Material for this task ::
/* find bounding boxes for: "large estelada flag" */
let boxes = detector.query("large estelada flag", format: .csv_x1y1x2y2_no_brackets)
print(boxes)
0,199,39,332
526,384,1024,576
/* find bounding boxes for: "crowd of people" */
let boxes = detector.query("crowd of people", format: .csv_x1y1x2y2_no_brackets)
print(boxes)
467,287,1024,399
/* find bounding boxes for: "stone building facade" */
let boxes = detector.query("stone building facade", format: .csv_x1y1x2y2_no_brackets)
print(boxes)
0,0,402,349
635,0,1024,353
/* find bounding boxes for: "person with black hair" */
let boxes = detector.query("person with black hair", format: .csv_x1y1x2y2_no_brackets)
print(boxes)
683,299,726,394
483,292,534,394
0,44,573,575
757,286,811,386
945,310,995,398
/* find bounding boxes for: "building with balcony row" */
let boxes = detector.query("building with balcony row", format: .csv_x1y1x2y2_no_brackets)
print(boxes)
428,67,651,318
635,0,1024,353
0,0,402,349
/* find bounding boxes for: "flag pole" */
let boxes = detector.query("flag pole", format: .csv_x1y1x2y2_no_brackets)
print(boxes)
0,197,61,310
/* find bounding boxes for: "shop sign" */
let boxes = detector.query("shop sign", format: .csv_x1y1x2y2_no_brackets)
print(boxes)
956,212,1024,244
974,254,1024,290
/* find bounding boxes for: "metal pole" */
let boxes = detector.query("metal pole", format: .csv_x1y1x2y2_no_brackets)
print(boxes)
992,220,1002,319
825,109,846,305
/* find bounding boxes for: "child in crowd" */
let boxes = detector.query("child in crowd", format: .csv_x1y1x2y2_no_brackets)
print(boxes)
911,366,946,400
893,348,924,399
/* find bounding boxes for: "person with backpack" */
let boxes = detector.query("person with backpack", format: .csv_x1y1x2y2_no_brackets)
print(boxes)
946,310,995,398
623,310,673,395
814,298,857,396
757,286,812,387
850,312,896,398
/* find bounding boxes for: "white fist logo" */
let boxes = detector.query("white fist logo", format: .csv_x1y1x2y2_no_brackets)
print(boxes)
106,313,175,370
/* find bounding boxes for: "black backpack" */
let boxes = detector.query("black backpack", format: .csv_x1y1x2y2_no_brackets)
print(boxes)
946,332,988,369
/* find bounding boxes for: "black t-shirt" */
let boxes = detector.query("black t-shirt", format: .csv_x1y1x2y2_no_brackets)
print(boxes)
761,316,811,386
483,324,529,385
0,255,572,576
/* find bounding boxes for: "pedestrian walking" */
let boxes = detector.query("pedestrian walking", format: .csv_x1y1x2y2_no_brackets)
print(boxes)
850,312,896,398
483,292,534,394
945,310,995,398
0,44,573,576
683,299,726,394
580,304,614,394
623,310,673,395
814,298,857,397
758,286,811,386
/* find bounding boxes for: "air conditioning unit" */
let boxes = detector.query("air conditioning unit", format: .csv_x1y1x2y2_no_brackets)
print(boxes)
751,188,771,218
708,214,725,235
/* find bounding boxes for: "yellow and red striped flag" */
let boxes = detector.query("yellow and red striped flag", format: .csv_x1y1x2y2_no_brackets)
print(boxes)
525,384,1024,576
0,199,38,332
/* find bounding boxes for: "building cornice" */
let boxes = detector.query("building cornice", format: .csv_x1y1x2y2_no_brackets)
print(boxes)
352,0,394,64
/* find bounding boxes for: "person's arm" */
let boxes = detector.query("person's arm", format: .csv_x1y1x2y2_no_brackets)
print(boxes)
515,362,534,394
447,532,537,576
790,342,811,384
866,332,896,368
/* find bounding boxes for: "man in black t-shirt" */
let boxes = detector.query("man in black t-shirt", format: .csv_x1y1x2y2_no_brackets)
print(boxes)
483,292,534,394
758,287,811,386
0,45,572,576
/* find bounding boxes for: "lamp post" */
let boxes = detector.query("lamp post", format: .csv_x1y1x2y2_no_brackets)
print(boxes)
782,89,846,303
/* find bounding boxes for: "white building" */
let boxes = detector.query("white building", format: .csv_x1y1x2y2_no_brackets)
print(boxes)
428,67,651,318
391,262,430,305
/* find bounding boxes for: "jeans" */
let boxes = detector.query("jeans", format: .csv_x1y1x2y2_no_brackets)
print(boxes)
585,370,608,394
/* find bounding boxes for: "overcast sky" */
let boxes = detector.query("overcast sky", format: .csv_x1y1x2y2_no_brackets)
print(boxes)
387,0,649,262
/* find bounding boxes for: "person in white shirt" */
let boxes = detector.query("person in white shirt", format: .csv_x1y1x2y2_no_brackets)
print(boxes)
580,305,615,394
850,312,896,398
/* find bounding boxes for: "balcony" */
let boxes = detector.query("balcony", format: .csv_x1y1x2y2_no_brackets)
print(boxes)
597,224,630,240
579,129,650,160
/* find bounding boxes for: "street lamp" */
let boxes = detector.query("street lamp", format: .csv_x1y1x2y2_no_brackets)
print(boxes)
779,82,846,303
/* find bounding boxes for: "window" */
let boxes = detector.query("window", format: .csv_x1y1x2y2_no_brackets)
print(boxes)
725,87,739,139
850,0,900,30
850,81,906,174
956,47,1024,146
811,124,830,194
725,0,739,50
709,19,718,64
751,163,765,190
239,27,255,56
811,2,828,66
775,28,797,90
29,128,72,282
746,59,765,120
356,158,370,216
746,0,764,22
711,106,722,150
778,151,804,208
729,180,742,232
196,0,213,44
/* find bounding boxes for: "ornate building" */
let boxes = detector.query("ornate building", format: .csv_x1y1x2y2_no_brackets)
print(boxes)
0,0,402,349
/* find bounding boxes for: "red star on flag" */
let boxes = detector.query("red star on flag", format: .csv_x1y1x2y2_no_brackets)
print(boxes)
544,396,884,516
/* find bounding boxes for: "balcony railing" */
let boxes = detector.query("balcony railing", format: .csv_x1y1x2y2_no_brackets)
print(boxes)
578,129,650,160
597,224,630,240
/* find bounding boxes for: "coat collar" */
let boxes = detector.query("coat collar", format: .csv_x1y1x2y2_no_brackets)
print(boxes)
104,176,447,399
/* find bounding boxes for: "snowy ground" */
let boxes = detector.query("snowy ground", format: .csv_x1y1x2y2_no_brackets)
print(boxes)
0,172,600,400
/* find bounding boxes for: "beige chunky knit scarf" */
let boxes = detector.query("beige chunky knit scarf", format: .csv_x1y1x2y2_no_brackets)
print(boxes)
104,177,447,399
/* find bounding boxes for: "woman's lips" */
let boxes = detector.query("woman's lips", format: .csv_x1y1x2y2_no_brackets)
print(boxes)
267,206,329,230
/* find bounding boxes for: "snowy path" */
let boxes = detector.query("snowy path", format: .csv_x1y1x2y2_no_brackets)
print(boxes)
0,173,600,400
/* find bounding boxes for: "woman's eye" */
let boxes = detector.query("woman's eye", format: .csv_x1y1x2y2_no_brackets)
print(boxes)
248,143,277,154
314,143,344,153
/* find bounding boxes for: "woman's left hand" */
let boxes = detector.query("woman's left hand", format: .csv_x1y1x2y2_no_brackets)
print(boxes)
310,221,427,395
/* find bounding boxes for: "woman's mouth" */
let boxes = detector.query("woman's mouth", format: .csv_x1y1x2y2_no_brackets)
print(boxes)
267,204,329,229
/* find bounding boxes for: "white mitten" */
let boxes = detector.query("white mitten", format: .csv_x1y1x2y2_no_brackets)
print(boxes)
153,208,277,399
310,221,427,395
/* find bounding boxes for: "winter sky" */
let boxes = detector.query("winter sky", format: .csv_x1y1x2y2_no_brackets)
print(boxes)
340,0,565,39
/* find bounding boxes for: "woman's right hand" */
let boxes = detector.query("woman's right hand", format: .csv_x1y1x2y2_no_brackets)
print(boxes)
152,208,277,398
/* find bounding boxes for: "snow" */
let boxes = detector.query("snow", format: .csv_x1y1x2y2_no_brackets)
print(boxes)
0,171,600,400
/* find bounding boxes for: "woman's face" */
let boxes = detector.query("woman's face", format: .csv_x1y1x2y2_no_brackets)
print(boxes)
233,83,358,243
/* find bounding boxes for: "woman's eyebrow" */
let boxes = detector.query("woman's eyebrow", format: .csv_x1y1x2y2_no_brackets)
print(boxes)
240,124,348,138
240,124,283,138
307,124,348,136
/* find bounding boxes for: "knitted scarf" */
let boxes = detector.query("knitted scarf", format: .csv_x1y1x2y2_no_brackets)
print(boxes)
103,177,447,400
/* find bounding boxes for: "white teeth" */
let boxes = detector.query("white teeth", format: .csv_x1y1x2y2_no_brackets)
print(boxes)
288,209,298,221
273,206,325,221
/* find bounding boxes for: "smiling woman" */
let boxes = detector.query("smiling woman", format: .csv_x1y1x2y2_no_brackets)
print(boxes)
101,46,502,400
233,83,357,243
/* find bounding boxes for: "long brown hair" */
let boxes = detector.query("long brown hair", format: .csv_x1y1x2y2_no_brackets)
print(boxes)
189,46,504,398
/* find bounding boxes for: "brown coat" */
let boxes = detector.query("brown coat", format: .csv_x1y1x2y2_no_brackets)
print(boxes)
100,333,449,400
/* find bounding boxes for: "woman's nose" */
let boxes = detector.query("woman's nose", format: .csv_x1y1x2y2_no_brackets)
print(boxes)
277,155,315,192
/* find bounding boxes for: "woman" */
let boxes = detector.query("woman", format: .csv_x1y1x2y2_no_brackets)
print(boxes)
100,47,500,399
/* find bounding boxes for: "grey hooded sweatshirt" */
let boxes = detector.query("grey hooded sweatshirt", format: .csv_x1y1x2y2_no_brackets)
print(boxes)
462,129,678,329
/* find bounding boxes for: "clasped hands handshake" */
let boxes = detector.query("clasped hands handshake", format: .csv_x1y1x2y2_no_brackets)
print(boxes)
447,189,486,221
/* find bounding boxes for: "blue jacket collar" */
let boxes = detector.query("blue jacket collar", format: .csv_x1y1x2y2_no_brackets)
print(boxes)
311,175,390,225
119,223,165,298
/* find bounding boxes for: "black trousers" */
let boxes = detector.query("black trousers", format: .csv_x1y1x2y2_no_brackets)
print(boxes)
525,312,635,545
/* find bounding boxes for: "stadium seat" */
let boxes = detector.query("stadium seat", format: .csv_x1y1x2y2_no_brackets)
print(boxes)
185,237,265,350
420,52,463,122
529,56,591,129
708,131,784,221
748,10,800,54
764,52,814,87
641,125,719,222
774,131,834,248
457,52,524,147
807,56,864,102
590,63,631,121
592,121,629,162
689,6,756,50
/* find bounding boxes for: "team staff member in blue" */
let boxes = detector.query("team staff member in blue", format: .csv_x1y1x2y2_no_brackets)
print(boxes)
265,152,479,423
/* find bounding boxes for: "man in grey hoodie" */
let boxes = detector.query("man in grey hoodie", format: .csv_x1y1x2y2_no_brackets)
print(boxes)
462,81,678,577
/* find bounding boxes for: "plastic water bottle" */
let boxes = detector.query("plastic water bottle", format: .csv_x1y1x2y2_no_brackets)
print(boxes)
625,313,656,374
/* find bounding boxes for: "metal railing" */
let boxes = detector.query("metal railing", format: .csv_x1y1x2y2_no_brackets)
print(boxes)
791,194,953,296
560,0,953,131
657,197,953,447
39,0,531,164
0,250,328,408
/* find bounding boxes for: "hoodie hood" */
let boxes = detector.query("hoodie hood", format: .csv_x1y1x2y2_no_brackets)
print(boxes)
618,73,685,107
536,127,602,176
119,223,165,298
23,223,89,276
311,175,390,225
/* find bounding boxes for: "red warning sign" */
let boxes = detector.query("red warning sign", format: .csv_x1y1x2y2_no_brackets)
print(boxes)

What you need to do ::
Can you repeat the items word for word, from their first line through the line containing "467,287,1024,399", with both of those lines included?

Final answer ::
/* find bounding boxes for: "large estelada flag" */
let boxes = detector.query("large estelada flag", format: .csv_x1y1x2y2_no_brackets)
print(boxes)
0,199,39,332
526,384,1024,576
/* find bounding boxes for: "crowd of people" */
let boxes = detector.query("crowd of people", format: .csv_x1y1x2y2_no_brackets)
print(boxes)
467,287,1024,399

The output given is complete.